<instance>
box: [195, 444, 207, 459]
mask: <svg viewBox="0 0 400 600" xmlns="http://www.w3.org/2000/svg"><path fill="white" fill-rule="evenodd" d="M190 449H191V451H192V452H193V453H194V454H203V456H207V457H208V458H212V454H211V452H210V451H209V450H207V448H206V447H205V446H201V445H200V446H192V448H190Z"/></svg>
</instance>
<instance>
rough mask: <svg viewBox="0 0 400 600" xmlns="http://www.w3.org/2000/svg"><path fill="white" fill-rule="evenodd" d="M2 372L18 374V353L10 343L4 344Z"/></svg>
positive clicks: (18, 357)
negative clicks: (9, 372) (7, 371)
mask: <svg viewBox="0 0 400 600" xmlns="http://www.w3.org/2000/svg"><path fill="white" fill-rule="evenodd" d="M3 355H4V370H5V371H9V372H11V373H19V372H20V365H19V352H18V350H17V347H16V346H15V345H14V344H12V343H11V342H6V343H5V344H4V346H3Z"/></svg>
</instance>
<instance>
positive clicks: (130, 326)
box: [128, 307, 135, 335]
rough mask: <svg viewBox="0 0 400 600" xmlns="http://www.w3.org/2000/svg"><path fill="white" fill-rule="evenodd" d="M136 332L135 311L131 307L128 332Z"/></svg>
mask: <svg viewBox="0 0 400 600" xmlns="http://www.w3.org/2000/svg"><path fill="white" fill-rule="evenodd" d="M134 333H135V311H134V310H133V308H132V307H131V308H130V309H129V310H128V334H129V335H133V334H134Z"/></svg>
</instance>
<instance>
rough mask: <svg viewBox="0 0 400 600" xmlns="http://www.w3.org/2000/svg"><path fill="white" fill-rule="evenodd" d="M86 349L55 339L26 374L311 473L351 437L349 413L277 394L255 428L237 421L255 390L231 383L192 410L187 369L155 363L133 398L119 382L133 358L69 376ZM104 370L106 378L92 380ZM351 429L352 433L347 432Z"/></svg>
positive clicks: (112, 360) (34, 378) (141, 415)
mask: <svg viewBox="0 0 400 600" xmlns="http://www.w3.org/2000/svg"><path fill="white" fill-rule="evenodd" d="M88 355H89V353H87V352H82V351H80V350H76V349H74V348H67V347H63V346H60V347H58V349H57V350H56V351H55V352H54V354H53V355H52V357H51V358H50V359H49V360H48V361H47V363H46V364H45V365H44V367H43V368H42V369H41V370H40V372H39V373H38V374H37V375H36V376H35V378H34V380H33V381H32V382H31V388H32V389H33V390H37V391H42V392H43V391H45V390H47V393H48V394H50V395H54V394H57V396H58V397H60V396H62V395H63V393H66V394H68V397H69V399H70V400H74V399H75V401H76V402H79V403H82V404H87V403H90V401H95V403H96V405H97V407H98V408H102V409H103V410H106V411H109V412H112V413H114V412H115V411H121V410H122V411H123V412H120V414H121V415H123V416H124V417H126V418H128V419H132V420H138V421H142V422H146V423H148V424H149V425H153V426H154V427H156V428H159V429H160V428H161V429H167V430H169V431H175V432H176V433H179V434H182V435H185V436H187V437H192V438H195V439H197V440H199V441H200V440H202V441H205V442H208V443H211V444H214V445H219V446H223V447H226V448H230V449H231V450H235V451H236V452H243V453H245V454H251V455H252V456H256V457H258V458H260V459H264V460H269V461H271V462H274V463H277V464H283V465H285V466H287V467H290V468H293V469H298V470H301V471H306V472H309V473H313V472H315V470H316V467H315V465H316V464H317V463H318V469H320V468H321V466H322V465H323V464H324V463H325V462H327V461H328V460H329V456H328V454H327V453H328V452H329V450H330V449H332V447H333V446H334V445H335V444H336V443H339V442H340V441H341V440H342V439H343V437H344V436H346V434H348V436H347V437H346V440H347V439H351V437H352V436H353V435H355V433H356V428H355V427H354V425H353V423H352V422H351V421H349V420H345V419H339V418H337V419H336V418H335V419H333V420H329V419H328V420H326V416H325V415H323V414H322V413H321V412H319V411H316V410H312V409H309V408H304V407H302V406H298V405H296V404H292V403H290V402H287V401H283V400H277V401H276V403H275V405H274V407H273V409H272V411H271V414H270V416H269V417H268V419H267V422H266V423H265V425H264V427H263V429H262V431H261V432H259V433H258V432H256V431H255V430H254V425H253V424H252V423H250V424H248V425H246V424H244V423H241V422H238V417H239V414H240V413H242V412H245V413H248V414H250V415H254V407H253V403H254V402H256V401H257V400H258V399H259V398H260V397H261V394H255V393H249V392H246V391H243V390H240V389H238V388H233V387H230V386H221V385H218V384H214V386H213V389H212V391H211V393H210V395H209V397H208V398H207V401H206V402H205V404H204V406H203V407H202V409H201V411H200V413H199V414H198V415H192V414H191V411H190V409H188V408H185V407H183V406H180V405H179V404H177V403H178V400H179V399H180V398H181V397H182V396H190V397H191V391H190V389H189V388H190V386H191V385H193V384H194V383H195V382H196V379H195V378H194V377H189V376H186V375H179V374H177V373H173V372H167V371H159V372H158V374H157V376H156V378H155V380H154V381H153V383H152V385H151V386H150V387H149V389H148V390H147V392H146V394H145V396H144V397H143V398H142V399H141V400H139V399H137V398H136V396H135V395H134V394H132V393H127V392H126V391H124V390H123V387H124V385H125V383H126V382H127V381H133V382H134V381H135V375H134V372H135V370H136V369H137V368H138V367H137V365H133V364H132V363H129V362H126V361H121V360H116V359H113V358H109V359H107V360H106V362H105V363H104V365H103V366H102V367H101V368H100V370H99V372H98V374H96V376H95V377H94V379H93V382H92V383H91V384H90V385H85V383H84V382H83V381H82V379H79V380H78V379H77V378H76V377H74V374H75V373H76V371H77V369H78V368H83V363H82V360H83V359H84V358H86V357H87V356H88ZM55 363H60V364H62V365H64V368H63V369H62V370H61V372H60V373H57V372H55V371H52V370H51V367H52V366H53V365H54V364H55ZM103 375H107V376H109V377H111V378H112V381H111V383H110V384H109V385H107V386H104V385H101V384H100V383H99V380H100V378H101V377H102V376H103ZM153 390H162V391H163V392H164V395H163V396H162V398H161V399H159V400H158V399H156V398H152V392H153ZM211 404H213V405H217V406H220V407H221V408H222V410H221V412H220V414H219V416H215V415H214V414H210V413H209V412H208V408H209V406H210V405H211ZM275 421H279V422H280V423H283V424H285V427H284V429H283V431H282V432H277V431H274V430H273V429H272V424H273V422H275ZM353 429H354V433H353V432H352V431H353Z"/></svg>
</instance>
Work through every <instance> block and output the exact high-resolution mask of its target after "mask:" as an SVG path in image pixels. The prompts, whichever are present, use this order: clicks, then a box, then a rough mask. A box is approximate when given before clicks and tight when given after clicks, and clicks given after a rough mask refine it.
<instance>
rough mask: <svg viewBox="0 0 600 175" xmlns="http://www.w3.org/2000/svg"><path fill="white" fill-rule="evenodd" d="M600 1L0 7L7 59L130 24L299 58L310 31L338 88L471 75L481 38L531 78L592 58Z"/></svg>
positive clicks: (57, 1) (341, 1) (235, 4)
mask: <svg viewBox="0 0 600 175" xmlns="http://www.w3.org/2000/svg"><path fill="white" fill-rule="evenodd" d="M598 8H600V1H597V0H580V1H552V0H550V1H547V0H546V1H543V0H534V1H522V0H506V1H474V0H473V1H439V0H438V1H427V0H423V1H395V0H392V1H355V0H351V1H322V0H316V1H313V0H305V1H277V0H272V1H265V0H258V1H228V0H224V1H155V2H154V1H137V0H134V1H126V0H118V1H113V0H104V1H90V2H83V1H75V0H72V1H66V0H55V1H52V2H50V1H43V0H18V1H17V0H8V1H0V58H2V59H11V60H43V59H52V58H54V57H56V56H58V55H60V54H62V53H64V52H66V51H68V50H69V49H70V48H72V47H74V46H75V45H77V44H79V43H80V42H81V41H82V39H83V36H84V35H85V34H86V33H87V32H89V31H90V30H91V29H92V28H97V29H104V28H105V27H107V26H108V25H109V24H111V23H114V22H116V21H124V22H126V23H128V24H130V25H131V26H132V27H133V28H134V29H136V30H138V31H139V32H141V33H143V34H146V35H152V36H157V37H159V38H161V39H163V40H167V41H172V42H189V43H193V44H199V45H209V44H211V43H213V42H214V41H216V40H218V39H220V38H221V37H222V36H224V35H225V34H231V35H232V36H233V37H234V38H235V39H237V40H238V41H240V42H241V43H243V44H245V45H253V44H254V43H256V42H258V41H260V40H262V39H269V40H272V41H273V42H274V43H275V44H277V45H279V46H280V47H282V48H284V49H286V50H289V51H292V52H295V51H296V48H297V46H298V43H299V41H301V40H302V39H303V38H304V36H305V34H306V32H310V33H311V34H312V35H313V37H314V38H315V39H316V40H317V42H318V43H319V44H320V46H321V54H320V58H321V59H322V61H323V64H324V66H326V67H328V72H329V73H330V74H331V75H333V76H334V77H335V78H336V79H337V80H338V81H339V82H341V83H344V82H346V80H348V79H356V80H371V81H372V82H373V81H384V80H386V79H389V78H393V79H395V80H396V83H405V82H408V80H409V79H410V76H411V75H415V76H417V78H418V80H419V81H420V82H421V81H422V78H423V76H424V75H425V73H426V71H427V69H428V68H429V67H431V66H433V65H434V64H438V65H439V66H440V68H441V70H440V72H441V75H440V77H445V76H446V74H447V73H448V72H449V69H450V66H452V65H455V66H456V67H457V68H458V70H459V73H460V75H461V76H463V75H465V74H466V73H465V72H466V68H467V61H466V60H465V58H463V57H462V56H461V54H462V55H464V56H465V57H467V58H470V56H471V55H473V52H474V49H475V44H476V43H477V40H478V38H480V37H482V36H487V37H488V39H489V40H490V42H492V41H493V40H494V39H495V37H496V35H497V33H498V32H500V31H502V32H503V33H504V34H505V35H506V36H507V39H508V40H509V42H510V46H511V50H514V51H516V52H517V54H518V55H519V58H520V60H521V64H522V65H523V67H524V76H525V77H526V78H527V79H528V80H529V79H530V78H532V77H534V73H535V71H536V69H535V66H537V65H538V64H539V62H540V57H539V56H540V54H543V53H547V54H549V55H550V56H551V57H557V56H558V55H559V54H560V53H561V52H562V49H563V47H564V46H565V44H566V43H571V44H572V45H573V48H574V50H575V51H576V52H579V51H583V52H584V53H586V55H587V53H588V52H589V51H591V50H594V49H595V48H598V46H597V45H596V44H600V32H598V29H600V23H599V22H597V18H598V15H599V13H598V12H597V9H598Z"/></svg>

◆ Task brief
Everything above from the line containing "positive clicks: (18, 357)" through the line containing "box: [128, 307, 135, 335]" must be copied exactly. Nothing outside that range belongs in the answer.

◆ Task answer
positive clicks: (18, 357)
negative clicks: (9, 372) (7, 371)
mask: <svg viewBox="0 0 400 600" xmlns="http://www.w3.org/2000/svg"><path fill="white" fill-rule="evenodd" d="M3 355H4V370H5V371H9V372H11V373H19V372H20V365H19V352H18V350H17V347H16V346H15V345H14V344H12V343H11V342H6V343H5V344H4V346H3Z"/></svg>
</instance>
<instance>
positive clicks: (130, 326)
box: [128, 307, 135, 335]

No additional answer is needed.